• _WORK ITEM_: In the material below, the lines from the one containing "of the sunglasses" through the one containing "the player's hand" are to be given again exactly, ends included, and no others.

• _DATA TO PROCESS_:
---+---
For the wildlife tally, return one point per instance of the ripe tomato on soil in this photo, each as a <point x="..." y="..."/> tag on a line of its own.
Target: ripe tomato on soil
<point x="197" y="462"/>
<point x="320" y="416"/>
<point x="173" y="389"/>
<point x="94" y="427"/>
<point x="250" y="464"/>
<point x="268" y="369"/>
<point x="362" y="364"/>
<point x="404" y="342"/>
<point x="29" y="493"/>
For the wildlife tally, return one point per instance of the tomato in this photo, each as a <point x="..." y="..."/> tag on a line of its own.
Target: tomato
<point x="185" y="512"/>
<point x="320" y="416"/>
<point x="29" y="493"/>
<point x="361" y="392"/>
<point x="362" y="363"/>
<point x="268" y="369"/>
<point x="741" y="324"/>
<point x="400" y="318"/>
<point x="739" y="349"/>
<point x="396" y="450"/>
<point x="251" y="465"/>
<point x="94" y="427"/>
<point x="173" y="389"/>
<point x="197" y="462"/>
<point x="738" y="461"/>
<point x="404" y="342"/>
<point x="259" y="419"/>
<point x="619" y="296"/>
---+---
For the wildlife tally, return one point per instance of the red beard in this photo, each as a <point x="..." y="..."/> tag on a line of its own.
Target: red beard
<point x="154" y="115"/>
---+---
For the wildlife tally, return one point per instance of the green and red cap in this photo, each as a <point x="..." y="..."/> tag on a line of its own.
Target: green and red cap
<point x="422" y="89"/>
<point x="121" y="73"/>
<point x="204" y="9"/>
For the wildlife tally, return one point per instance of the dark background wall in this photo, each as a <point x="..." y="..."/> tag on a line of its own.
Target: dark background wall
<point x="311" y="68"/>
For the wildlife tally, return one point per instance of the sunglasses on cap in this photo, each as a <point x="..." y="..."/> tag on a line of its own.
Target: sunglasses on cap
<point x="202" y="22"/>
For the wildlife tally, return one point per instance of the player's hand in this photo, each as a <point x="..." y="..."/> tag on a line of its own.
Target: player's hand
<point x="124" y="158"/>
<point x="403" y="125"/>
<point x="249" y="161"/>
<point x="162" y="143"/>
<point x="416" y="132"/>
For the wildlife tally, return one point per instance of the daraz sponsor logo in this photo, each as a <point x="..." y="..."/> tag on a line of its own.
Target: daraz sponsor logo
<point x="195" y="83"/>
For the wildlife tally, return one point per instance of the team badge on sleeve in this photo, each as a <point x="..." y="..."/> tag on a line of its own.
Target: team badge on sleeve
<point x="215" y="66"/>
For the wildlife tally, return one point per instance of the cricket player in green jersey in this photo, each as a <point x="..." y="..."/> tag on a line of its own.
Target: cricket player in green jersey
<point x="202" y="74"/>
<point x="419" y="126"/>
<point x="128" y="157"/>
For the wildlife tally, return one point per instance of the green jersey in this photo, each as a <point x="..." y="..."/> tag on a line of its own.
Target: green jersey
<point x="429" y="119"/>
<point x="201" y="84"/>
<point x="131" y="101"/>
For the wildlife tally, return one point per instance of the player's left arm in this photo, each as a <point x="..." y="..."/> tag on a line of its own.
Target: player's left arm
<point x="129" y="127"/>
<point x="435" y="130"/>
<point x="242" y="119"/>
---+---
• _WRITTEN SOLUTION_:
For the wildlife tally, return one point per instance of the sunglasses on cap in this photo, each as a <point x="..." y="..."/> tag on a line of its own.
Target: sunglasses on cap
<point x="202" y="22"/>
For the wildlife tally, return one point per instance of the player's hand in this photo, each as a <point x="..." y="..."/> tag on a line of its own.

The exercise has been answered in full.